-------- Exercise input

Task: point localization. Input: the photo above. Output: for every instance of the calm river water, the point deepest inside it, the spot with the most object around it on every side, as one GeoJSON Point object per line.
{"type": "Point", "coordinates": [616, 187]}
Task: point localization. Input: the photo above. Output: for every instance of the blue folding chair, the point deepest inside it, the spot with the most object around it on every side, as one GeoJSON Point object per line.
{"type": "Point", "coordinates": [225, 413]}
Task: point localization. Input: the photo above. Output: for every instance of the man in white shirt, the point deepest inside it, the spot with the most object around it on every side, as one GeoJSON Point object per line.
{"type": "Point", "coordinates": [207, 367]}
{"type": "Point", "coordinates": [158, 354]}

----------------

Instructions for the task: Copy out the material above in its entirety, exactly.

Response box:
Task: point localization. Input: the photo above. Output: for every instance of the calm river water, the point deepest inside it, the spot with the most object around it on every side, as one GeoJSON Point object per line.
{"type": "Point", "coordinates": [616, 187]}
Task: point localization. Input: the photo above. Output: for every instance of the blue folding chair, the point deepest inside it, the spot with the most object around it on every side, as one GeoJSON Point object per line.
{"type": "Point", "coordinates": [225, 413]}
Task: point localization. Input: the photo above. Output: for every instance of the man in white shirt, the point deepest inside it, the spot with the most object around it on every side, as one GeoJSON Point object per line.
{"type": "Point", "coordinates": [207, 367]}
{"type": "Point", "coordinates": [158, 354]}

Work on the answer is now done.